(TO BE DONE): Copy the lines verbatim, beginning with the line that contains "Can you find the distant" and continuing through the end of the data, and only those lines.

====

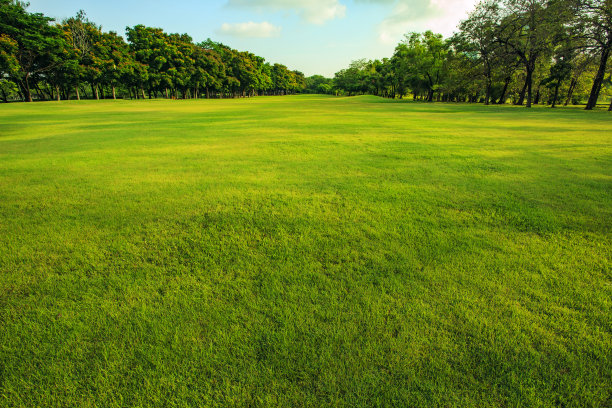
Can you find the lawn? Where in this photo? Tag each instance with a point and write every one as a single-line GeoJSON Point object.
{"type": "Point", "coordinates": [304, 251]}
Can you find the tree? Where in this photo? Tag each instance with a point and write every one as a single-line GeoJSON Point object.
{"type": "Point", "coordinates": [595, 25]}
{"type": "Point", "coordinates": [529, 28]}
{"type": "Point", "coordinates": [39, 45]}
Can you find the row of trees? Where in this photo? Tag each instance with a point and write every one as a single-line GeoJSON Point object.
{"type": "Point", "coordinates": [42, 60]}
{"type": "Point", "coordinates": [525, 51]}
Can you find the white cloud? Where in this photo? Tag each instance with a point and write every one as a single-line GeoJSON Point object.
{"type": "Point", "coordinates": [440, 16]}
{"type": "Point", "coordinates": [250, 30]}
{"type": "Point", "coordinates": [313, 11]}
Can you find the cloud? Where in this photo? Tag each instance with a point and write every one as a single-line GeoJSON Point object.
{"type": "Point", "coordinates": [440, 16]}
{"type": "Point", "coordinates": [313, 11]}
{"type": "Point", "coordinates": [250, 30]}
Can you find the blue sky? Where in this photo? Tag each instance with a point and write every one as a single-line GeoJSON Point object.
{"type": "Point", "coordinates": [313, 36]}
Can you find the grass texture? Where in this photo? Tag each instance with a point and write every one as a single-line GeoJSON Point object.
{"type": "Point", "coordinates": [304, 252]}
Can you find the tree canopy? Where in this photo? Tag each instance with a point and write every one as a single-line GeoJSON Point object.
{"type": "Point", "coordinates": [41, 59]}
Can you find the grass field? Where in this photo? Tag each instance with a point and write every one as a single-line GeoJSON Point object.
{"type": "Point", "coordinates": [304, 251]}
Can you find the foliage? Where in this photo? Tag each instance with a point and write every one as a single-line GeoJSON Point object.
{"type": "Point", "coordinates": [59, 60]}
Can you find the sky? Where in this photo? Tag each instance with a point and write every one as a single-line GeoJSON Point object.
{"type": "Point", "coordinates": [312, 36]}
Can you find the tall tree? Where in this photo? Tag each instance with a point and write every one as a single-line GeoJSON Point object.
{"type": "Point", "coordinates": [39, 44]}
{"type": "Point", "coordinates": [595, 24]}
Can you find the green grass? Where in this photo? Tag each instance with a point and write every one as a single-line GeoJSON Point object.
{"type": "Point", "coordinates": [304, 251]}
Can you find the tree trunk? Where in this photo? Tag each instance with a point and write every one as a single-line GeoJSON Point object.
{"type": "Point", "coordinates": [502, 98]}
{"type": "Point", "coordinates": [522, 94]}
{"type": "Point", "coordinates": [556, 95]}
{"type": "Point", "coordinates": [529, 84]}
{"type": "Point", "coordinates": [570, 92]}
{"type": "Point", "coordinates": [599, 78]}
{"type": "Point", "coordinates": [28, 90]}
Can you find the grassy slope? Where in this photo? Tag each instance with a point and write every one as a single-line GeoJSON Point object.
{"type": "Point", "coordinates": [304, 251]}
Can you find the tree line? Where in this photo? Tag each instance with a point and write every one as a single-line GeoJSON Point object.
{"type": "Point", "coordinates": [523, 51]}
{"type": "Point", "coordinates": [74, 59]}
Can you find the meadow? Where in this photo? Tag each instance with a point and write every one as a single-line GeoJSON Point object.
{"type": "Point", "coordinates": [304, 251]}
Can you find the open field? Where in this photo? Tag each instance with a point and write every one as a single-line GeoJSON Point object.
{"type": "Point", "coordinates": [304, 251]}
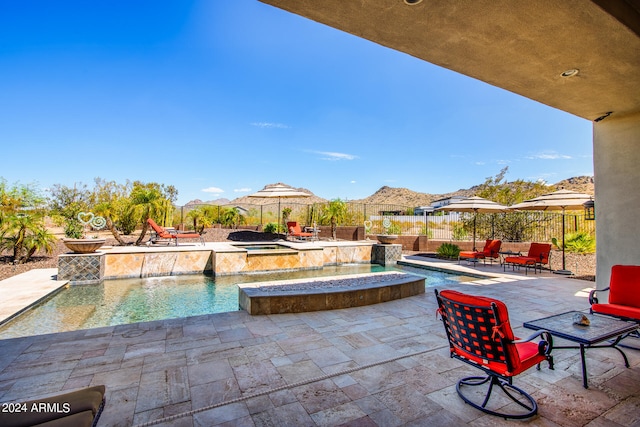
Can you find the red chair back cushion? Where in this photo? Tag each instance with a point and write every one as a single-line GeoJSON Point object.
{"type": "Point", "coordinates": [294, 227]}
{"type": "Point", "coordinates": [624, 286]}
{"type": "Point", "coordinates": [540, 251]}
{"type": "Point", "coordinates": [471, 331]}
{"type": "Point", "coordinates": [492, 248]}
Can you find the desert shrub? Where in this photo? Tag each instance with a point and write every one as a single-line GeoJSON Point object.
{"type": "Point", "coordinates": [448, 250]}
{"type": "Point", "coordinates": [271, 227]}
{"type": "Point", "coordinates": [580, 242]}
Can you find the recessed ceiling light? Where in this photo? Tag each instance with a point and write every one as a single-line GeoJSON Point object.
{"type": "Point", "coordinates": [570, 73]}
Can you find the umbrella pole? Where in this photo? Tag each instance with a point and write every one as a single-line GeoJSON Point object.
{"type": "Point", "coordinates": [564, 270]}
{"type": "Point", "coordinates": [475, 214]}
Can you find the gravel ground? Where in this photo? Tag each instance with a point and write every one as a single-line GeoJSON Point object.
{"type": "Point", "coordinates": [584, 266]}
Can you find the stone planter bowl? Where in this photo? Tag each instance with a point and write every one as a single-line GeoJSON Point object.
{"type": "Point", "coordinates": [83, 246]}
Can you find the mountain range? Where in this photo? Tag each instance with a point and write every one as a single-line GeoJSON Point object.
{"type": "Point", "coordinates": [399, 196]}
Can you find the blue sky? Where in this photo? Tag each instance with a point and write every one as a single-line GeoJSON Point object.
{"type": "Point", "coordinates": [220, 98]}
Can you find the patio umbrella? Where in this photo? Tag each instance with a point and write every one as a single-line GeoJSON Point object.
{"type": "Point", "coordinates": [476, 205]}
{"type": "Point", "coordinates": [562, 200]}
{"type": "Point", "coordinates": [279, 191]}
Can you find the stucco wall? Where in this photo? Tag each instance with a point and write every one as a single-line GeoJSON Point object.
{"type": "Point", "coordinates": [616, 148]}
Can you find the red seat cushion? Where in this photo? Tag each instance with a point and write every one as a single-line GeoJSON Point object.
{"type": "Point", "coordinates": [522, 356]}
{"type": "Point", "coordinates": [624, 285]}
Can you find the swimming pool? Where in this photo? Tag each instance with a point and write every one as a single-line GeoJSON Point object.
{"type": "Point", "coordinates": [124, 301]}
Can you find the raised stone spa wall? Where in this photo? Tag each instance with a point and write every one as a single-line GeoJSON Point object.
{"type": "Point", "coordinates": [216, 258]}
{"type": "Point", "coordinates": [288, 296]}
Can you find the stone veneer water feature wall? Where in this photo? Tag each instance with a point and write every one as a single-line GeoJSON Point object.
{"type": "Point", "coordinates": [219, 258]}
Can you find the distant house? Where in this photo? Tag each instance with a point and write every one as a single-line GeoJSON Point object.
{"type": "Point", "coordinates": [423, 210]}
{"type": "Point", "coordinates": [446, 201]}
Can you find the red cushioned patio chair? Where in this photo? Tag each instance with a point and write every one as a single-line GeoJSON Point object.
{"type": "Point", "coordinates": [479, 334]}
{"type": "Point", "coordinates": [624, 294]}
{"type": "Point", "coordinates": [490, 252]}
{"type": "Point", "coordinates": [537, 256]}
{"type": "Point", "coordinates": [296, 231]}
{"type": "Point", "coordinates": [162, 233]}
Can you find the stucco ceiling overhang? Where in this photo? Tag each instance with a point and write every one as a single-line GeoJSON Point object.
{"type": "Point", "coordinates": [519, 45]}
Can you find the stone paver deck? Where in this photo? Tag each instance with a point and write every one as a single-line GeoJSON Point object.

====

(EXERCISE ANSWER):
Can you find the distant house? Where in this photo? Tag each instance with a point and write every one as a single-line GeoJSON Point object.
{"type": "Point", "coordinates": [423, 210]}
{"type": "Point", "coordinates": [446, 201]}
Can you find the red cushioned patio chair? Where in this photo? Tag each instance with a point and write every one as a single-line GeoJSON Point object.
{"type": "Point", "coordinates": [479, 334]}
{"type": "Point", "coordinates": [624, 294]}
{"type": "Point", "coordinates": [490, 252]}
{"type": "Point", "coordinates": [537, 256]}
{"type": "Point", "coordinates": [296, 231]}
{"type": "Point", "coordinates": [162, 233]}
Can you find the stucco ceiling overhang? Where in this photo? Tag each instance with a point and write every one as a single-line GeoJSON Point object.
{"type": "Point", "coordinates": [519, 45]}
Can you find the stone paver deck? Where in this photo? Tag each instance with a point and write every one as a single-line GeoJSON Point object.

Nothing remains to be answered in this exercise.